Written task:
Find the line that contains "of the beige". Repeat that line and all lines following it, exactly, through the end of the listing below.
# Dataset entries start
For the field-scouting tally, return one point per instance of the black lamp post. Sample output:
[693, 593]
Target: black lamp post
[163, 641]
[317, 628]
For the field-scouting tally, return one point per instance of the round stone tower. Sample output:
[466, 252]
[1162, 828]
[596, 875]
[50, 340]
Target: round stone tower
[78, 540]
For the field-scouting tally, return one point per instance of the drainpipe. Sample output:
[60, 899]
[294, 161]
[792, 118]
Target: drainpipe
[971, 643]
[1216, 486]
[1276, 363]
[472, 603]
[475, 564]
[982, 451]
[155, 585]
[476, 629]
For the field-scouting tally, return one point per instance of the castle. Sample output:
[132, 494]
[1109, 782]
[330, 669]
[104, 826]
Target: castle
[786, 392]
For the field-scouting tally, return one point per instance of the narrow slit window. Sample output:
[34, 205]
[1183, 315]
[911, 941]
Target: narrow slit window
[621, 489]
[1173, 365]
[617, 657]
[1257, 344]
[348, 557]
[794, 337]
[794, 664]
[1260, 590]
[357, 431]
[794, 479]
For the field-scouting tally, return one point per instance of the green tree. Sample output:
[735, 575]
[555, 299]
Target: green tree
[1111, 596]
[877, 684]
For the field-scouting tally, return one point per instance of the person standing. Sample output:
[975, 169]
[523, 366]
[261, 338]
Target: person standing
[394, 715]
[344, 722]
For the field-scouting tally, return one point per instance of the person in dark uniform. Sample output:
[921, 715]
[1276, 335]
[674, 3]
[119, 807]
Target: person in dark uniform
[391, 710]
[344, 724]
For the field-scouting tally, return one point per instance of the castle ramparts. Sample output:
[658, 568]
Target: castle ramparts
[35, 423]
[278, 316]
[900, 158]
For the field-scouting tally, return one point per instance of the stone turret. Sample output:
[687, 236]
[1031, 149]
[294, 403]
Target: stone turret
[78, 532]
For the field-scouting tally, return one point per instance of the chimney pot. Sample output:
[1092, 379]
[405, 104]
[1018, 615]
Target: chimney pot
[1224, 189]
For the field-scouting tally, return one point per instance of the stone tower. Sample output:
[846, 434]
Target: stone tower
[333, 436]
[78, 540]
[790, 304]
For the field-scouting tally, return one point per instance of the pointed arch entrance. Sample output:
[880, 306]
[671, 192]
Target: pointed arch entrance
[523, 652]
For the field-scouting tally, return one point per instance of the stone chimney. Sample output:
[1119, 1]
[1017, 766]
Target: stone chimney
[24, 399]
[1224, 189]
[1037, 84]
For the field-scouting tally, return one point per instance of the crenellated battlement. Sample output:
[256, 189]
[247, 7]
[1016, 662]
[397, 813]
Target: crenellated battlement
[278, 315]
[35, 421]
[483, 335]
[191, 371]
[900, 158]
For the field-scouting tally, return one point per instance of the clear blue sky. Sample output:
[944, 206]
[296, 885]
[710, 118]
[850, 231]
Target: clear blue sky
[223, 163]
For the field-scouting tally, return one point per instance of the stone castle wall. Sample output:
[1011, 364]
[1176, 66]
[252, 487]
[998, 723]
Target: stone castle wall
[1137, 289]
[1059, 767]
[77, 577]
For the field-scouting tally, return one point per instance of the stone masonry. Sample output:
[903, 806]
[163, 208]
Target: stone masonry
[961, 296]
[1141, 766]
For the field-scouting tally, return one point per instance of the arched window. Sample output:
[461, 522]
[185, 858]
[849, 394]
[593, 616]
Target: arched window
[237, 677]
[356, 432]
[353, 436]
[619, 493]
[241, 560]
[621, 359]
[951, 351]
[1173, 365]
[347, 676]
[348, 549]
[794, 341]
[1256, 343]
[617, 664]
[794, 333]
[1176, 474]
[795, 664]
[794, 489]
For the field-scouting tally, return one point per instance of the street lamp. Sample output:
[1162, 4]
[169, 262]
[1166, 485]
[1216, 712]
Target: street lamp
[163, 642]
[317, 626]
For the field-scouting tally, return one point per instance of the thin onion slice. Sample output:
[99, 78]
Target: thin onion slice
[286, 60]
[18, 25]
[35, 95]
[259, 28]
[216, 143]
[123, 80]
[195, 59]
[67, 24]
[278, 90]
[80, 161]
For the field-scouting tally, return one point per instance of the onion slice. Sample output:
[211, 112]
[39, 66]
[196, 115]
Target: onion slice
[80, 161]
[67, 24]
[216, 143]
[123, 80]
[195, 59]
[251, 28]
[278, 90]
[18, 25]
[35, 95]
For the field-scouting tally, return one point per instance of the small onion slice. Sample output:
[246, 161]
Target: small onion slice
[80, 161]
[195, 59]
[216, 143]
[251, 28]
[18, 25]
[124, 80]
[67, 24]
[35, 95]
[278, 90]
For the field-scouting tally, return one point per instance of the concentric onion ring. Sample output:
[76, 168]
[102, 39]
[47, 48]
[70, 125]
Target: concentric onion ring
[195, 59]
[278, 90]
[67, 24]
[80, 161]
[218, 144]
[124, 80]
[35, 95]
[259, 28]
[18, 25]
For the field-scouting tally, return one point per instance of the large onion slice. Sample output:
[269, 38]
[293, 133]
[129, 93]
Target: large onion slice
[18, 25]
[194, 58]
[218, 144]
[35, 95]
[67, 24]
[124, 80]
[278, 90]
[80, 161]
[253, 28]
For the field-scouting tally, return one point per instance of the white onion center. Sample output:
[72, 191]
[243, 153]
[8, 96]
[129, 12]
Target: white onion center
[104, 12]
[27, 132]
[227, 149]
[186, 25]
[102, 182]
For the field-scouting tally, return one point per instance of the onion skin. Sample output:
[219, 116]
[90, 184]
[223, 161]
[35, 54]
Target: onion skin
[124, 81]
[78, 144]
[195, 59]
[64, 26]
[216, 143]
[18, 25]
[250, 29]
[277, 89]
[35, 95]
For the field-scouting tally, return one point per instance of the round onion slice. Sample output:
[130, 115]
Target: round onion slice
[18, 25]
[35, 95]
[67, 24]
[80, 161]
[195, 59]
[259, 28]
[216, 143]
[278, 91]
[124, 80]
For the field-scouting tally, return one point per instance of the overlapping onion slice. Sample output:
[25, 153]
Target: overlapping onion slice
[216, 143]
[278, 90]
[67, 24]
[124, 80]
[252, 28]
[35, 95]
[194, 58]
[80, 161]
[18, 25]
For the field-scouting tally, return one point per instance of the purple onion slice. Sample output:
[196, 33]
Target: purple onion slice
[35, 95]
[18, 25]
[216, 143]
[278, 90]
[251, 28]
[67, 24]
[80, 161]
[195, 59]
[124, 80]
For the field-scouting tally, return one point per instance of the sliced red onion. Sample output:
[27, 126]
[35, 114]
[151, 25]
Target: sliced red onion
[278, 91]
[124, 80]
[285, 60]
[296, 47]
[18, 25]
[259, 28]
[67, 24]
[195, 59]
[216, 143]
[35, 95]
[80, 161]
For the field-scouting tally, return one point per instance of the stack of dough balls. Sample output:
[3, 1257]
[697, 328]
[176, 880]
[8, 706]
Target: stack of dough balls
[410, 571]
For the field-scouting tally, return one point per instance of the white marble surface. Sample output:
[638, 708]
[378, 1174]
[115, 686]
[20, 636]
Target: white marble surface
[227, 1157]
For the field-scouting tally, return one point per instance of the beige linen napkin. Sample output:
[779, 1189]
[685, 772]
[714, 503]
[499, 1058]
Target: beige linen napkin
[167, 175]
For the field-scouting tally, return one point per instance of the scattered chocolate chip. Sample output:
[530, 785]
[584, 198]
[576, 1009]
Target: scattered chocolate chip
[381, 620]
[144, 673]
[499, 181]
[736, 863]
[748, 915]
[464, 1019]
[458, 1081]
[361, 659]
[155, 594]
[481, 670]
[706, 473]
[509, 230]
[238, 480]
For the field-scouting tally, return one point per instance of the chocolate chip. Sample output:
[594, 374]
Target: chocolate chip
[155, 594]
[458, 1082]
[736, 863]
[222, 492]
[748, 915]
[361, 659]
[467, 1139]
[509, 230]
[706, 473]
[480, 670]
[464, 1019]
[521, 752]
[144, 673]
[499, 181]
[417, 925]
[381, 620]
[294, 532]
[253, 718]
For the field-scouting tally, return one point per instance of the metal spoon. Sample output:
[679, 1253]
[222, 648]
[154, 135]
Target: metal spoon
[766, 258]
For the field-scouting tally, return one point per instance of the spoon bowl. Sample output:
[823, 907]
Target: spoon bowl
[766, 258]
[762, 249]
# Dataset entries end
Response:
For the field-scouting tally, return one point per instance of the beige linen napkin. Sample output:
[779, 1189]
[685, 772]
[714, 503]
[499, 1058]
Target: beige linen napkin
[167, 175]
For the field-scouting tally, return one point per instance of the scattered chocolate chip. Sample output:
[530, 785]
[584, 198]
[576, 1009]
Target: scattered chocolate chip
[381, 620]
[144, 673]
[499, 181]
[736, 863]
[748, 915]
[464, 1019]
[458, 1081]
[361, 659]
[155, 594]
[481, 670]
[706, 473]
[509, 230]
[238, 480]
For the field-scouting tally, return one point per instance of the chocolate chip. Sample output:
[594, 374]
Target: chocolate chip
[155, 594]
[458, 1082]
[736, 863]
[222, 492]
[748, 915]
[361, 659]
[467, 1139]
[509, 230]
[706, 473]
[480, 670]
[464, 1019]
[521, 752]
[144, 673]
[499, 181]
[417, 925]
[381, 620]
[294, 532]
[253, 718]
For the field-scouting tally, return one point per instance of the metal spoon. Sample output:
[679, 1253]
[222, 648]
[154, 135]
Target: metal spoon
[766, 258]
For the field-scouting tally, return one point per instance of the spoon bowl. Sample output:
[823, 907]
Target: spoon bowl
[766, 258]
[762, 249]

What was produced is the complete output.